**Extract to read:**
[BEGIN]

1917 Murder:
Robbery or Ill-fated Love Triangle? – Part 2
Last week we read about the murder of Albert De Marcus, a 25-year-old driver of a “jitney” (an unlicensed taxi, equivalent to today’s Uber or Lyft). He had picked up a fare after dark in Glendale and was found dead the next morning behind the wheel of his car on Foothill Boulevard between La Crescenta and La Cañada. He had been shot twice in the back of the head. His pockets had been turned out, so it appeared robbery was the motive. That is until detectives discovered a trove of complicated love letters in Albert’s room, some of them from married women. Suddenly a new motive was looked at: murder by a jealous husband or jilted lover.
Once the newspapers got wind of a story involving murder and sex, it was front page news. Headlines read: “Letters Show Jitney Driver Had Thousand Loves,” “Love Code May Cloak Slayer,” “Seek ‘Madame X’ To Find Slayer of Lothario De Marcus,” “Impassioned Notes Received by Glendale Beau Brummel” and “Shot Fired By Angry Husband or Slighted Woman?”

[END]

**Problem description:**
Pick up the article on the 1917 murder of jitney driver Albert De Marcus after its last sentence and continue it.

**Entries supplied:**
[BEGIN]

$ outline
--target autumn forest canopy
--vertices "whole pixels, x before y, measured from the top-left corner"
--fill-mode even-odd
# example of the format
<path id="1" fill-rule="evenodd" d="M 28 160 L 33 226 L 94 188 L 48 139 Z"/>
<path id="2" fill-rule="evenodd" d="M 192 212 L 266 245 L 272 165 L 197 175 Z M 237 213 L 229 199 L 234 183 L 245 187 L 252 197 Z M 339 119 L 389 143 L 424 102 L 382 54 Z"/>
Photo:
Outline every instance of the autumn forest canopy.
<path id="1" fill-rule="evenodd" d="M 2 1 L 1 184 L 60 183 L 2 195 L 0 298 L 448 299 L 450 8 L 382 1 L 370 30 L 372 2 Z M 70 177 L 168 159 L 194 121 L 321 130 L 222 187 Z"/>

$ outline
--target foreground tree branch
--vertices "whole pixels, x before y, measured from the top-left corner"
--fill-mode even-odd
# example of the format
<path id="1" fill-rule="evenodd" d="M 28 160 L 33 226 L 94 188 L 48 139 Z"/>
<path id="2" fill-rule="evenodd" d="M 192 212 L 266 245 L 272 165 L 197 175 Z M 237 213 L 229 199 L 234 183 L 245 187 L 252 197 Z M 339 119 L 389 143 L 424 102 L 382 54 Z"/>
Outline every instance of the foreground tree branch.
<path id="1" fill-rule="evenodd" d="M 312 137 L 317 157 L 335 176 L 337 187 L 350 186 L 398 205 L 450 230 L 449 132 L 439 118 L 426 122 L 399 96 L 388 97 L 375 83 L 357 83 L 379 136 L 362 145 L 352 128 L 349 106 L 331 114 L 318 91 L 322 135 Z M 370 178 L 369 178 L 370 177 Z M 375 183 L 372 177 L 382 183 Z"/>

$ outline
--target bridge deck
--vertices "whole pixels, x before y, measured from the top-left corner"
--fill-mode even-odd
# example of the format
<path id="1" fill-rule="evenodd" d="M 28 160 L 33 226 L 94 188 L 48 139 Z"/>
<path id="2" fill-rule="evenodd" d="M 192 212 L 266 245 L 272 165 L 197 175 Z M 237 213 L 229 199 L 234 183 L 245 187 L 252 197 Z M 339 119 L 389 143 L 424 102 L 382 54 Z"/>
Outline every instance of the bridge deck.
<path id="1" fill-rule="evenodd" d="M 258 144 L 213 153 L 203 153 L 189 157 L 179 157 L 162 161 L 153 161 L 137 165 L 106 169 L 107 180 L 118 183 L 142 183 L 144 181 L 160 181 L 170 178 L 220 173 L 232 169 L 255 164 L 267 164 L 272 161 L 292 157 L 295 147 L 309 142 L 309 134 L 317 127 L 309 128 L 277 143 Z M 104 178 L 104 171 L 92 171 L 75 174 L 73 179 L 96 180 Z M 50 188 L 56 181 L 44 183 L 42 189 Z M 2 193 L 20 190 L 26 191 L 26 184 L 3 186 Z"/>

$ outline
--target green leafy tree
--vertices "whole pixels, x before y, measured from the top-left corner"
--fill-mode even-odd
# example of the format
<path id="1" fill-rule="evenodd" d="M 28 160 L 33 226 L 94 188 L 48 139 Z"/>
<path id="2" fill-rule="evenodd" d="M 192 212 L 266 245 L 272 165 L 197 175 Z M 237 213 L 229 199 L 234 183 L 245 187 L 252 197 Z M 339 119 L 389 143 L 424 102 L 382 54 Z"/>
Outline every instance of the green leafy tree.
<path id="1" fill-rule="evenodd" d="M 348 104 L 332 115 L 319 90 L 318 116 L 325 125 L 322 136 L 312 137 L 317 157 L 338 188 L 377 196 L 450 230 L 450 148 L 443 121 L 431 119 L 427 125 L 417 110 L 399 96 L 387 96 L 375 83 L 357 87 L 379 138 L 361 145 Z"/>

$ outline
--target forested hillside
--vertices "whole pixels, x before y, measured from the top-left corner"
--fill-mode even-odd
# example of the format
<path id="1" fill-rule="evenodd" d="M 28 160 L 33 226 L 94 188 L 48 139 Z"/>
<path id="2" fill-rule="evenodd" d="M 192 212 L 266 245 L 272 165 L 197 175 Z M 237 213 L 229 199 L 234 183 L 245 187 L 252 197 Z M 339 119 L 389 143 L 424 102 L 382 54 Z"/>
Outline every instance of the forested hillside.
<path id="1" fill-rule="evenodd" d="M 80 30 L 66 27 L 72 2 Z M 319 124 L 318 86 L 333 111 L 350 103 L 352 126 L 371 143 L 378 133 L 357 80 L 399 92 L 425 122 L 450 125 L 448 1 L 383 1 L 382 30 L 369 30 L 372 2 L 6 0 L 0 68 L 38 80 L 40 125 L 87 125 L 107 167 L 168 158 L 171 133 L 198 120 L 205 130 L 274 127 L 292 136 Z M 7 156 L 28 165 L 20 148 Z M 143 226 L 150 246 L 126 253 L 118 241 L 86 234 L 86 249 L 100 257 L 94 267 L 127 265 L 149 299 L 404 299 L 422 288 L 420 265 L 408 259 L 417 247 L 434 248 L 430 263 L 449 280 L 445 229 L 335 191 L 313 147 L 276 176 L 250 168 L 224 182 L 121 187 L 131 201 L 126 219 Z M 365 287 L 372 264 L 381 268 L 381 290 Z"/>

[END]

**Output for this task:**
The detectives investigating the murder had gone to the room that Albert rented in Glendale to look for clues. There they discovered a box of love letters – according to the paper, “hundreds of scented letters” – all written in the last year, and all professing their love for Albert. There was one from a young girl in Los Angeles who said she loved him and would marry him “as soon as her education was completed.” There was the letter from a wealthy Glendale woman who had given Albert money, two diamond rings and her heart. Another letter was from a waitress who claimed she loved Albert and didn’t believe the stories about him and other women. Yet another sent Albert a key to her house, despite knowing about the affair with the wealthy woman. One was from a married woman in Glendale, another from a married woman in Hollywood. Letters from three other women described how happy they would be once they were married to Albert.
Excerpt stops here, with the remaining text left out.